— WHAT YOU WILL DO —
Copy out all the records below, replacing "Target" with "Label" each time it occurs and changing nothing else. Leave the pictures out.

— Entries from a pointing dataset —
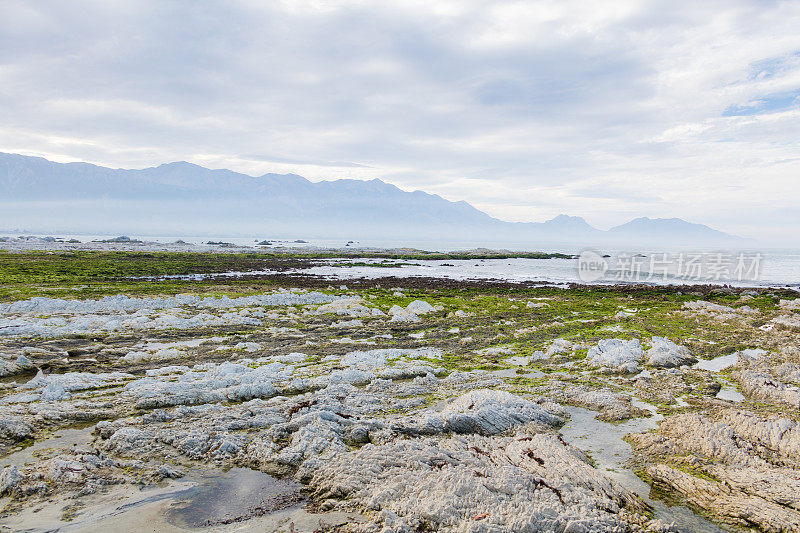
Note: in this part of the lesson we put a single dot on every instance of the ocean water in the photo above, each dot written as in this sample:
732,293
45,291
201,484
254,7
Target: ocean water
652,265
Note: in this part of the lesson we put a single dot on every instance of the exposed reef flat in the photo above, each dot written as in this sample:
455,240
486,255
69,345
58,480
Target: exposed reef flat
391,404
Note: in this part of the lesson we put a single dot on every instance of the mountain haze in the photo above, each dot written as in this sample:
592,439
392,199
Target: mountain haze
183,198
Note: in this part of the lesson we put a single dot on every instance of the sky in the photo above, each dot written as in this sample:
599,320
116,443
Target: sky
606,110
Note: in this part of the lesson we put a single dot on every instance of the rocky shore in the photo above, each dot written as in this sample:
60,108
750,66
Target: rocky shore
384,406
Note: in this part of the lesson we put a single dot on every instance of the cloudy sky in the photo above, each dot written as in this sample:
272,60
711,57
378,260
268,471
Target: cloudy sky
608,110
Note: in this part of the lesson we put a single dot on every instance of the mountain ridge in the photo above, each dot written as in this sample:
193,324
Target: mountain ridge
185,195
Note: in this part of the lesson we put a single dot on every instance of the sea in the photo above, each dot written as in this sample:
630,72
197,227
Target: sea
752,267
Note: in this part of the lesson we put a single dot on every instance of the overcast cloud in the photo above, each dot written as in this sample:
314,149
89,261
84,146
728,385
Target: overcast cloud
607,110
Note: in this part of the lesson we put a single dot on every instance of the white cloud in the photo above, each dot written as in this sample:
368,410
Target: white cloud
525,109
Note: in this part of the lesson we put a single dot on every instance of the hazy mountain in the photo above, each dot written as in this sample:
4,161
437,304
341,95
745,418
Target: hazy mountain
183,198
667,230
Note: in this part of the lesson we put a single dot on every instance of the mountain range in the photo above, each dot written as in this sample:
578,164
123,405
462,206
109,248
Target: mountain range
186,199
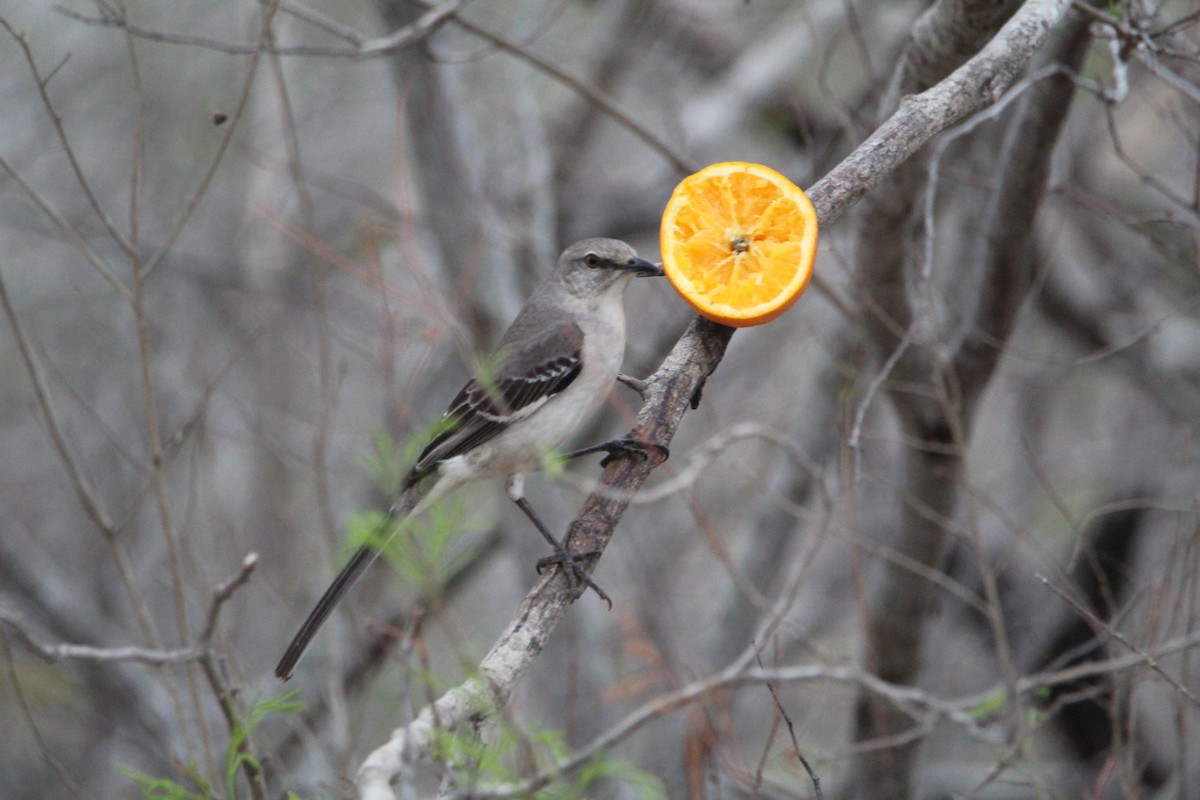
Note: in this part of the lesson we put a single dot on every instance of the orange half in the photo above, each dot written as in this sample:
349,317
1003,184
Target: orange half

— WRITTEN SOLUTION —
Note: in this part of the lesson we put a single dot on every instance of the ocean water in the photo above, each dot written as in this sample:
732,293
45,291
201,484
254,7
Label: ocean water
652,265
Note: in this part of the lesson we put a single dot on every instance of the exposed reef flat in the photo above, each dot written as in this sample:
455,240
486,255
69,345
58,480
Label: exposed reef flat
391,404
Note: in this part of the lesson we put a single dot on every instance of the mountain haze in the photo above, each dot written as in this sample:
592,439
392,199
Label: mountain haze
183,198
Note: in this part of the lesson we put a single dot on every instance of the sky in the photo above, each dot written as in this sample:
599,320
116,443
Label: sky
606,110
Note: in this part of the lesson we put a single dot on every instance of the rocky shore in the photo above, each dot written as in this sample:
60,108
750,66
Label: rocky shore
384,406
Note: in this part of the lesson we put a single dot on every instance of the cloudy sky in the photo above, each dot written as in this sample:
272,60
711,57
378,260
268,471
Label: cloudy sky
608,110
Note: in this part of the lesson we put a single dot on every instance of the mountain ridge in the photo above, each dot written as in this sample:
193,324
Label: mountain ridge
185,195
Note: in this part of the lesson we put a single dot on every instance of the sea in the photo above, each dot written as in this sample:
630,72
197,227
Label: sea
752,267
Note: in this part of the lesson we put a single dot on every instance of the overcast cloud in the photo above, each dot written as in this sample:
314,149
89,261
84,146
728,385
Label: overcast cloud
607,110
Note: in this part of the lesson we put a single dot on every instance of the white cloud in the photo above, each dot written as in this sample:
368,410
Label: white cloud
525,109
Note: in this part of the lesson we put a single dot on every instance of the hazy mountain in the photo above, each dot written as in this sample:
4,161
437,304
341,95
745,418
Label: hazy mountain
183,198
667,230
Note: in this part of the lesson we put a single dot on every instance of the mountain range in the photo above, each dot written as in this sample:
578,164
123,405
462,206
109,248
Label: mountain range
186,199
Note: in this part of the lesson we put a single dot on every instance of the orange half in the photo above, each dot written as in this sample:
349,317
1003,184
Label: orange half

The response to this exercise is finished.